▸ **Alıştırma yönergeleri**
1. Kaynak metindeki "BM kararı ile uygulanan yaptırımlar ne sonuç verdi?" cümlesini İngilizceye çevirin.
2. Kaynak metne göre, koalisyonun içerdiği Arap ülkeleri arasında hangileri anılıyor?
3. Lütfen kaynak metinde "skohen@milliyet.com.tr" sözlerinden başlayıp aşağıya doğru "enine boyuna irdeleniyor." sözlerine kadar uzanan bölümün tamamını hiç değiştirmeden yazın.

▸ **Kaynak metin**
....

Sami Kohen

Sami Kohen

skohen@milliyet.com.tr

Tüm Yazıları
Haberin Devamı


Tam 10 yıl olmuş... Irak'ın Kuveyt'e saldırması üzerine ABD'nin aralarında Mısır ve Suriye gibi Arap ülkelerini de içeren "koalisyon"un desteği ile "Çöl Tilkisi Operasyonu"na girişmesi, ardından da Saddam rejimini abluka altına almak için BM'yi devreye sokması, bugünlerde Batı basınında, enine boyuna irdeleniyor.
On yıl sonra şimdi varılan nokta nedir? Askeri harekatta elde edilen başarı neyi ne kadar değiştirdi? BM kararı ile uygulanan yaptırımlar ne sonuç verdi?..

....

▸ **Verilen malzeme**
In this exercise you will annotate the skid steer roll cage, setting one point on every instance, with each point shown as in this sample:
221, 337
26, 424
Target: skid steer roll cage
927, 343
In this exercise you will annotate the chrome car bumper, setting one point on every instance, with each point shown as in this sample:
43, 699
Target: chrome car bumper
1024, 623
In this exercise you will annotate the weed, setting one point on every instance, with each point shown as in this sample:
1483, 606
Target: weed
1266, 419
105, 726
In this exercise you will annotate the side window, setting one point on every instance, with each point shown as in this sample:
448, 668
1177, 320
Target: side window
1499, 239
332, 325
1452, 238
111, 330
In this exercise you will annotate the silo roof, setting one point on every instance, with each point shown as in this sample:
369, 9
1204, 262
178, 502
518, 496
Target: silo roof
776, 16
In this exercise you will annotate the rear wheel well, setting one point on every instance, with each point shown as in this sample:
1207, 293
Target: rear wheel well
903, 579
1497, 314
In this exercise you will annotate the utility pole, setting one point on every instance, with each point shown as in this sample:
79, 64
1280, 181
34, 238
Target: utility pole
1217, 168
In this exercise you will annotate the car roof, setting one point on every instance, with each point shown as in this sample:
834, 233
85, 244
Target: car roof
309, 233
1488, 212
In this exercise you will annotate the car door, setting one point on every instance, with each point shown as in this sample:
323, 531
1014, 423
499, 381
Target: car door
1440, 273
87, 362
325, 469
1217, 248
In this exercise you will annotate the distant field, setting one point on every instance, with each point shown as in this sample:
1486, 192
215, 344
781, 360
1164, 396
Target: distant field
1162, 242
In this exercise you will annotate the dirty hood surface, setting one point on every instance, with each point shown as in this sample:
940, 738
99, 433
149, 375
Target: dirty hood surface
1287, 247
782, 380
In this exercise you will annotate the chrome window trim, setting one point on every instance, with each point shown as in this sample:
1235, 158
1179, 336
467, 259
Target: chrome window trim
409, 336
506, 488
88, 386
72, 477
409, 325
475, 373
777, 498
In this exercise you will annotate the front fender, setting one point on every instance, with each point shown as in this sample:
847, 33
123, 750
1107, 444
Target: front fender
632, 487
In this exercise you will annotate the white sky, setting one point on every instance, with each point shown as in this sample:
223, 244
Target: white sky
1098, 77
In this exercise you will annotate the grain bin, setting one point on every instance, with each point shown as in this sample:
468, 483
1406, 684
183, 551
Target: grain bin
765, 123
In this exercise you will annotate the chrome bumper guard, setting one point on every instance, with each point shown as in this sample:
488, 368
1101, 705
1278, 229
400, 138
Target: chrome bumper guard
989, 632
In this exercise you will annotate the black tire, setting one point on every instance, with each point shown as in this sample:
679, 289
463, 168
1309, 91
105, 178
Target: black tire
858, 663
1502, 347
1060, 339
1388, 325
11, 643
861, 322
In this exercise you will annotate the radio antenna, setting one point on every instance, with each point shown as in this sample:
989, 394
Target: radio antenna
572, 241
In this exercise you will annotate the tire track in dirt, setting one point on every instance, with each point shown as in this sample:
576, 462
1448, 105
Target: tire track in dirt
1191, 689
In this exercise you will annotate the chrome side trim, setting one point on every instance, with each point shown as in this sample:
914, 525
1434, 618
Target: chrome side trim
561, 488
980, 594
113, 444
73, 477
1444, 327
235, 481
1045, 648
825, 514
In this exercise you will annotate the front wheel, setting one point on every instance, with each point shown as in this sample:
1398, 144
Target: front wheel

....

▸ **Görev yanıtları**
1. What results did the sanctions imposed by the UN resolution produce?

2. Mısır ve Suriye.

3.
skohen@milliyet.com.tr

Tüm Yazıları
Haberin Devamı


Tam 10 yıl olmuş... Irak'ın Kuveyt'e saldırması üzerine ABD'nin aralarında Mısır ve Suriye gibi Arap ülkelerini de içeren "koalisyon"un desteği ile "Çöl Tilkisi Operasyonu"na girişmesi, ardından da Saddam rejimini abluka altına almak için BM'yi devreye sokması, bugünlerde Batı basınında, enine boyuna irdeleniyor.